Quoted passage »
--- begin ---

Ni Yuefeng (; born September 1964) is a Chinese politician who is the current party secretary of Hebei, in office since April 2022.  Previously he served as head and party branch secretary of the General Administration of Customs and before that, party secretary of Fuzhou and deputy party secretary of Fujian. 

He is a representative of the 19th National Congress of the Chinese Communist Party and a member of the 19th Central Committee of the Chinese Communist Party. He was an alternate member of the 18th Central Committee of the Chinese Communist Party. He was a member of the Standing Committee of the 10th and 11th National People's Congress.

Biography
Ni was born in Yuexi County, Anhui, in September 1964. In 1980, he entered Hefei University of Technology, majoring in industrial automation. After graduation, he taught at the university. He went on to receive his doctor's degree in systems engineering in 1990 at Tsinghua University. 

Ni joined the Chinese Communist Party (CCP) in March 1985, and got involved in politics in July 1993, when he was assigned to the Qingdao Municipal People's Government in east China's Shandong province. He was transferred to the State Oceanic Administration in July 1998 and two years later rose to become its deputy head. In March 2003, he joined the National People's Congress Environment and Resources Protection Committee, where he was prompted to vice chairperson in February 2008.

--- end ---

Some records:
--- begin ---

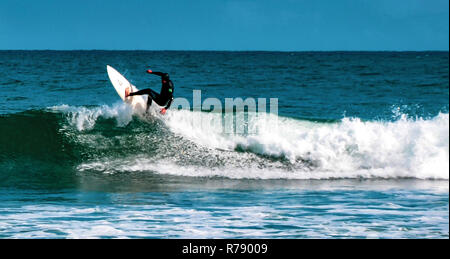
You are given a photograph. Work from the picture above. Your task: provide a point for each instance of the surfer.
(164, 98)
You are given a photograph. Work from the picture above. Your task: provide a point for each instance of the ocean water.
(359, 147)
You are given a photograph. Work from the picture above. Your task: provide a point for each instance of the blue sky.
(286, 25)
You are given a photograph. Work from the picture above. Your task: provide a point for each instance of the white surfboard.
(120, 83)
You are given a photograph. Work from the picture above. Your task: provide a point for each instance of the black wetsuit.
(165, 97)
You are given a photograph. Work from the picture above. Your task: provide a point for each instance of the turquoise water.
(360, 149)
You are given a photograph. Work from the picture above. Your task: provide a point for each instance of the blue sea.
(358, 147)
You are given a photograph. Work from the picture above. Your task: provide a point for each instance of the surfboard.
(120, 83)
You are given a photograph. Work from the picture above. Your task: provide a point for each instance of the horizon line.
(227, 50)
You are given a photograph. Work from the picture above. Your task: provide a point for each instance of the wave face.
(57, 144)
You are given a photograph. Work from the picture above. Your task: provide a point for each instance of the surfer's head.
(165, 78)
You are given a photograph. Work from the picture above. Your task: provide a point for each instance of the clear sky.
(285, 25)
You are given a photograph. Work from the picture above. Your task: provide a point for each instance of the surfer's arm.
(169, 103)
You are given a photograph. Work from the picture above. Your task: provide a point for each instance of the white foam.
(352, 148)
(85, 118)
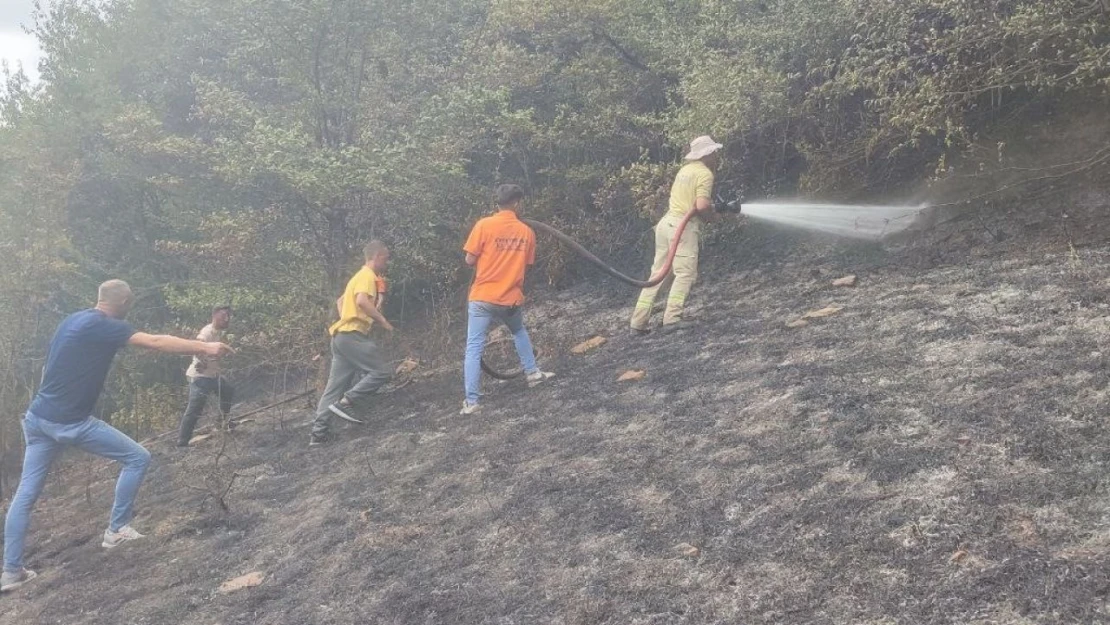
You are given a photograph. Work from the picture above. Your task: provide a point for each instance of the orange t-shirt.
(505, 247)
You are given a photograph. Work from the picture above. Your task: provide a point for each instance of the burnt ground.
(935, 453)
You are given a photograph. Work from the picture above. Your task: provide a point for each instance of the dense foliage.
(240, 150)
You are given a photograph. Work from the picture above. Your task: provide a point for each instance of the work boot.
(538, 377)
(12, 580)
(122, 535)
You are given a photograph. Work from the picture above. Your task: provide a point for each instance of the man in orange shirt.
(500, 248)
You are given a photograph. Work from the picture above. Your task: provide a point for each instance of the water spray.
(868, 222)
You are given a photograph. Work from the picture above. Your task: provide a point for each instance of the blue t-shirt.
(80, 355)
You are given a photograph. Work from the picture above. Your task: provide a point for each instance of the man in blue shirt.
(60, 415)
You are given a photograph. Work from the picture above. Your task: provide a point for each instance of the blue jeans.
(44, 440)
(480, 315)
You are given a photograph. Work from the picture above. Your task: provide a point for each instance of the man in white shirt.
(204, 377)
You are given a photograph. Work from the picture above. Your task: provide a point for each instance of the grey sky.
(17, 47)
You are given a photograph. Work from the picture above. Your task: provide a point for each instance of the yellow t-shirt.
(352, 318)
(694, 181)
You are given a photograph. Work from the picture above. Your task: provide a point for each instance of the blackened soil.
(935, 453)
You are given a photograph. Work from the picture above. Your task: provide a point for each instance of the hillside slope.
(934, 453)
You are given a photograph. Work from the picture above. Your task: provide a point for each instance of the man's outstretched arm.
(175, 345)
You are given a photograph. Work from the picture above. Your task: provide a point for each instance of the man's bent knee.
(139, 459)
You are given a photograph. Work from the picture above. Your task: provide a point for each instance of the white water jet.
(856, 221)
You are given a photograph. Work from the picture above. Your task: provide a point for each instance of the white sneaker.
(117, 538)
(10, 581)
(538, 377)
(337, 409)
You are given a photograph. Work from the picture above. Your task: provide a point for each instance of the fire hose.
(654, 280)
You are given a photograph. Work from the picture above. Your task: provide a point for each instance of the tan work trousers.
(684, 272)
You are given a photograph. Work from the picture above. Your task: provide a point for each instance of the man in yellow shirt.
(359, 366)
(692, 191)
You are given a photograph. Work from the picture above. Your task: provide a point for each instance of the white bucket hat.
(702, 148)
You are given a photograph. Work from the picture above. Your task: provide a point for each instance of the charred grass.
(935, 453)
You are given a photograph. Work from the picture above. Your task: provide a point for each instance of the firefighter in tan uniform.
(692, 191)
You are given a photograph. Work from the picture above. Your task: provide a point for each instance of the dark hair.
(506, 194)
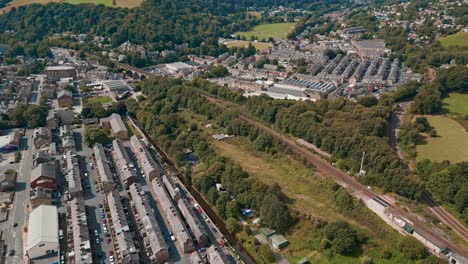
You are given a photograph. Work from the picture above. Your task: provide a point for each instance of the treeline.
(160, 117)
(428, 100)
(410, 135)
(160, 24)
(447, 182)
(164, 115)
(346, 130)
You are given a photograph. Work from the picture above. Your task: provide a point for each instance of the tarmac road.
(350, 183)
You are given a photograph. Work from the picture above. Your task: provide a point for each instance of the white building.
(42, 232)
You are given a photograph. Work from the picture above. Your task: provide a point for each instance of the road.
(350, 183)
(212, 230)
(433, 206)
(14, 236)
(92, 198)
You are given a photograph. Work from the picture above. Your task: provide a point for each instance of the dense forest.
(159, 117)
(166, 111)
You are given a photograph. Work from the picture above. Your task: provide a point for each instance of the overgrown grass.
(265, 31)
(459, 39)
(311, 198)
(456, 103)
(450, 144)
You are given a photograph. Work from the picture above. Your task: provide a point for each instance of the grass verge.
(450, 144)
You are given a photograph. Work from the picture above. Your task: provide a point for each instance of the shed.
(267, 232)
(279, 241)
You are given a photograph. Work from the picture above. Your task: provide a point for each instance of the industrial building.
(42, 232)
(116, 86)
(195, 226)
(215, 256)
(116, 125)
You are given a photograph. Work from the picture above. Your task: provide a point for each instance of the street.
(13, 236)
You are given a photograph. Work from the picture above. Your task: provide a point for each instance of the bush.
(342, 237)
(17, 156)
(266, 252)
(411, 248)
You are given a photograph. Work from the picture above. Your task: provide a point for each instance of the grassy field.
(255, 14)
(100, 100)
(459, 39)
(311, 195)
(119, 3)
(242, 43)
(456, 103)
(450, 144)
(277, 30)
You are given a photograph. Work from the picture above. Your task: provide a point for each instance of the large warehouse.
(42, 232)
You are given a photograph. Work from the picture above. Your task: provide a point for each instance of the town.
(86, 178)
(113, 203)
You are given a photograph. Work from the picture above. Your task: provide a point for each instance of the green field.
(243, 43)
(277, 30)
(311, 195)
(100, 100)
(456, 103)
(450, 144)
(459, 39)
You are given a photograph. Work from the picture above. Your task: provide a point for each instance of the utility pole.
(361, 171)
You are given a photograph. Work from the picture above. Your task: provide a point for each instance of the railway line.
(350, 183)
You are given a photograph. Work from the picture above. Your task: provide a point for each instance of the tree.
(232, 225)
(232, 209)
(265, 251)
(274, 214)
(368, 101)
(96, 135)
(217, 72)
(411, 248)
(342, 237)
(17, 117)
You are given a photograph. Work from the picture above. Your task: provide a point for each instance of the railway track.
(350, 183)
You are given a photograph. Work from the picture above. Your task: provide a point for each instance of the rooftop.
(42, 226)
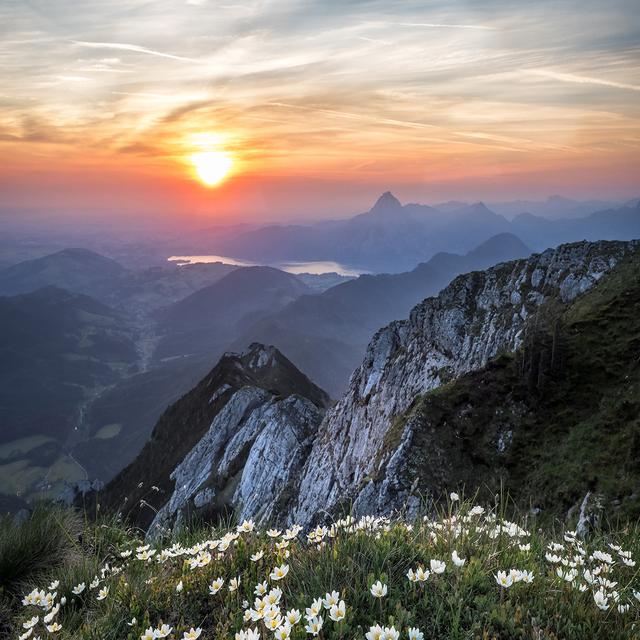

--- end ---

Request »
According to the biography of Ni Yuefeng, in what field and at which university did he receive his doctoral degree?

Complete answer »
He received his doctoral degree in systems engineering at Tsinghua University in 1990.